After reading the entries below, copy word for word the lines from the first through the line containing "# indicate every instance of the man in white", and stop there.

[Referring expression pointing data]
Content starts

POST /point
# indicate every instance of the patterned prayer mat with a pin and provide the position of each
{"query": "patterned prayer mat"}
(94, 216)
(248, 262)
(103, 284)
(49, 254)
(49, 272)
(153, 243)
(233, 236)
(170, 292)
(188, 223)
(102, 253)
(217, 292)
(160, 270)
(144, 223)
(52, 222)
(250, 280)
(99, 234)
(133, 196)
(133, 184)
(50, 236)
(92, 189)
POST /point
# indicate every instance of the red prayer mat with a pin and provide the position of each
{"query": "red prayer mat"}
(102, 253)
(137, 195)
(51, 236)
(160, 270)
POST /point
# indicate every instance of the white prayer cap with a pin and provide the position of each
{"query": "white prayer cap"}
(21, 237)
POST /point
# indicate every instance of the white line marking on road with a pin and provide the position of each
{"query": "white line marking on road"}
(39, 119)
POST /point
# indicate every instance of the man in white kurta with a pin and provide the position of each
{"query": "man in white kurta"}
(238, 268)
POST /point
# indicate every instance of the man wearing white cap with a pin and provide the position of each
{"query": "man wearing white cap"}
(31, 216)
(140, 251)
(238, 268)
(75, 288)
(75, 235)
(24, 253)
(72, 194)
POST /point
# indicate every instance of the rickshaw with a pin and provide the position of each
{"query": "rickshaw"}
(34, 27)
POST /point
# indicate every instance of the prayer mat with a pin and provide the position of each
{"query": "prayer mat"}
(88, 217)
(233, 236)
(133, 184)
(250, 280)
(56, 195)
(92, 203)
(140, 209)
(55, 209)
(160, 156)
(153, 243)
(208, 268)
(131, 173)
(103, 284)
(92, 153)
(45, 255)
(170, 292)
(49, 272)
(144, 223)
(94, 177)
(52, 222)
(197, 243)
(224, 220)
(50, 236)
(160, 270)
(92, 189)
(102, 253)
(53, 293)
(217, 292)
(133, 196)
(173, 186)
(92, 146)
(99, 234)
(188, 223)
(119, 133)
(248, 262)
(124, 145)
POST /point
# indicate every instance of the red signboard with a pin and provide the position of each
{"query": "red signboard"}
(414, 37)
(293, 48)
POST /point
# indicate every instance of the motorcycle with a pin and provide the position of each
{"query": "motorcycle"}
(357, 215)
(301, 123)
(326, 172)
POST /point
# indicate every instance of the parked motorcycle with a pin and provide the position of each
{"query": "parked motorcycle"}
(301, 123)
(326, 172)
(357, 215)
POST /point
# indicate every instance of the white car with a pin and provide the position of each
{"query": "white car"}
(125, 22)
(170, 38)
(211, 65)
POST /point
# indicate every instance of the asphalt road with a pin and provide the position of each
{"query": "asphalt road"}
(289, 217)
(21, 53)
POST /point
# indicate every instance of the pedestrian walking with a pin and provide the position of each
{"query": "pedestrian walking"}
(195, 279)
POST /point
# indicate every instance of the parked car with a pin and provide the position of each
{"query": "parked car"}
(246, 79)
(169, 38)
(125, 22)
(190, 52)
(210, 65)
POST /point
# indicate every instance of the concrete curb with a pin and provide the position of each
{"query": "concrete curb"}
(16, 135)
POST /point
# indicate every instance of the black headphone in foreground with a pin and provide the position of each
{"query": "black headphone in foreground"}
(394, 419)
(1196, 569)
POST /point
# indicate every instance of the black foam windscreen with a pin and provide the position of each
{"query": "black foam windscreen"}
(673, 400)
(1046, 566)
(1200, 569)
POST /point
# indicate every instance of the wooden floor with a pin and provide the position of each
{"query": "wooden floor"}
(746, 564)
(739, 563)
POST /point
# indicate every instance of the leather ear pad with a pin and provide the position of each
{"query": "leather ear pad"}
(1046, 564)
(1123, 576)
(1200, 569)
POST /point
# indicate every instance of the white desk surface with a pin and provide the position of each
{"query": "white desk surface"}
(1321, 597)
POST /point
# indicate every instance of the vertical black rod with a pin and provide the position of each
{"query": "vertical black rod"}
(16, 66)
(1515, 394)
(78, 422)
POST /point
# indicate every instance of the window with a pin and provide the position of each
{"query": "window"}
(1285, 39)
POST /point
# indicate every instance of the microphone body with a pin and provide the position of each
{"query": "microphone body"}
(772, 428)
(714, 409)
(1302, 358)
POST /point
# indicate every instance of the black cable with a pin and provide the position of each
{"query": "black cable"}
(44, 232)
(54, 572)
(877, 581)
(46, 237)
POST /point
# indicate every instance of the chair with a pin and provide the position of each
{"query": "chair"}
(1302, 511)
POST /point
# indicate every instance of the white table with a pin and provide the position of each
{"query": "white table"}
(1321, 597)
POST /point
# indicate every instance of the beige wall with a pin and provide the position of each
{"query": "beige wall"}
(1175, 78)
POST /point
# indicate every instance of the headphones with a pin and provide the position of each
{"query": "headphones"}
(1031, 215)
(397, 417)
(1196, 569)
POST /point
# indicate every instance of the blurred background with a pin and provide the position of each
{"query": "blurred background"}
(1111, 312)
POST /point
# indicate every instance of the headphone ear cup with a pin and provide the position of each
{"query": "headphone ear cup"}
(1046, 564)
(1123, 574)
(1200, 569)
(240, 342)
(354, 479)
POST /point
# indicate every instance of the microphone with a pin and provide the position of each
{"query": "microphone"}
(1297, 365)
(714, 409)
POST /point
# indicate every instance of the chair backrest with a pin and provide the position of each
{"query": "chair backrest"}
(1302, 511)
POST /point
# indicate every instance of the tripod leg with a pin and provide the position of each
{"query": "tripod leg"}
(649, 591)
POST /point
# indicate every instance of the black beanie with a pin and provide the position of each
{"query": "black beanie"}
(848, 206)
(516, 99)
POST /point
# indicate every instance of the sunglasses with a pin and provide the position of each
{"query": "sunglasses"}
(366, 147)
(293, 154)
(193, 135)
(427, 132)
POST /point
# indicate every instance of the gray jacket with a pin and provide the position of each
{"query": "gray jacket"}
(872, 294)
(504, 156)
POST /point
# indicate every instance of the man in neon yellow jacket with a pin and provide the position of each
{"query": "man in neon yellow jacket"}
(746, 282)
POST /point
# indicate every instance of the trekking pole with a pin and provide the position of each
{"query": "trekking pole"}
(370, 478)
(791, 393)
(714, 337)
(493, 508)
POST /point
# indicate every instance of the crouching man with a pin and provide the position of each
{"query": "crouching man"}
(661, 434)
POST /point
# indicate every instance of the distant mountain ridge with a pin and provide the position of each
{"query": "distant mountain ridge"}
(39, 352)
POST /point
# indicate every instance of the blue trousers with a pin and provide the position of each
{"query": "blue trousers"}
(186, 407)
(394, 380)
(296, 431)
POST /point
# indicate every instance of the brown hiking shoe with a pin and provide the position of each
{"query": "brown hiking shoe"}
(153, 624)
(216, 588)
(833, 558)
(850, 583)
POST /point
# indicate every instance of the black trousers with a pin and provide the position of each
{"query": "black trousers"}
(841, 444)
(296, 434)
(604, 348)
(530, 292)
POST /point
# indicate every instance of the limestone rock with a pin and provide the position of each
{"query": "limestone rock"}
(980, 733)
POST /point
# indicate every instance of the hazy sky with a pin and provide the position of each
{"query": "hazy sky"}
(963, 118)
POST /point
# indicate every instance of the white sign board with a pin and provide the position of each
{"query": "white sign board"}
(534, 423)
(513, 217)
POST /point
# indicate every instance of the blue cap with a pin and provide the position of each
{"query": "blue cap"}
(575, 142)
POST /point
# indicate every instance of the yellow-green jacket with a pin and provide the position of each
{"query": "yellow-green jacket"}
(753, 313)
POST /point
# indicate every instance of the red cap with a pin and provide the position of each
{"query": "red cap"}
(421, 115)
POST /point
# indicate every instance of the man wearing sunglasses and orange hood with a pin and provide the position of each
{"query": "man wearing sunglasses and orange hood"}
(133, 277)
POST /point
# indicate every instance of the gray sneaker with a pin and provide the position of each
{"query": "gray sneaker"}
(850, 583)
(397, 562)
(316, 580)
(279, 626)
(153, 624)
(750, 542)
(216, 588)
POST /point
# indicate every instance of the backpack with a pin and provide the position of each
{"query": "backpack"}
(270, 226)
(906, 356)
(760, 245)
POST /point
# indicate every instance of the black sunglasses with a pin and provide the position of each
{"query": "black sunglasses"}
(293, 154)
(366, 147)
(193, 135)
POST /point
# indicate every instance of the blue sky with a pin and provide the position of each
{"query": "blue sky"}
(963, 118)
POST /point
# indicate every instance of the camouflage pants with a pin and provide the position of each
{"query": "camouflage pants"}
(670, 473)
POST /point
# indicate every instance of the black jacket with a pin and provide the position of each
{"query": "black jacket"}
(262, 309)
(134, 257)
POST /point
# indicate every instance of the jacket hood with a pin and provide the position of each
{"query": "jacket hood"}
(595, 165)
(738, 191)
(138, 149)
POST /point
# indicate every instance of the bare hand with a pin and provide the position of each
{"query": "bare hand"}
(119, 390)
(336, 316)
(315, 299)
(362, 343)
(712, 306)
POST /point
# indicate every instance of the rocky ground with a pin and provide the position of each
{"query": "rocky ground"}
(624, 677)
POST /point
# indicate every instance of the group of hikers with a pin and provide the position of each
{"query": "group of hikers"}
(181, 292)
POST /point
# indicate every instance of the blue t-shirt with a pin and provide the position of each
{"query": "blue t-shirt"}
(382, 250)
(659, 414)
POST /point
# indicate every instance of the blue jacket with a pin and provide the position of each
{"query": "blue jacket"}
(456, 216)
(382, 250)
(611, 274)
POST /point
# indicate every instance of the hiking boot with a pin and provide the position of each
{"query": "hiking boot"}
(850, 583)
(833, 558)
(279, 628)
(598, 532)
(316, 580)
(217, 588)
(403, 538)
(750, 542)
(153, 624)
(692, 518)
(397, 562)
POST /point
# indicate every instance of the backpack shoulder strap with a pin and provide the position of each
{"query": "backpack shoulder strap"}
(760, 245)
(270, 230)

Content ends

**Result of this exercise**
POST /point
# indicate every instance of the patterned prayer mat with a pin and provide the position of each
{"query": "patterned prayer mat"}
(94, 216)
(248, 262)
(103, 284)
(49, 254)
(49, 272)
(153, 243)
(233, 236)
(170, 292)
(188, 223)
(102, 253)
(217, 292)
(160, 270)
(144, 223)
(52, 222)
(250, 280)
(99, 234)
(133, 196)
(133, 184)
(50, 236)
(92, 189)
POST /point
# indicate every instance of the red prayer mat with a pin and provide the position of each
{"query": "red prayer mat"}
(102, 253)
(137, 195)
(51, 236)
(160, 270)
POST /point
# indicate every instance of the white prayer cap with a pin and provide the position of each
{"query": "white prayer cap"}
(21, 237)
POST /point
# indicate every instance of the white line marking on road with a pin and provide the position of each
{"query": "white line marking on road"}
(39, 119)
POST /point
# indicate every instance of the man in white kurta with a pin and provide the position of each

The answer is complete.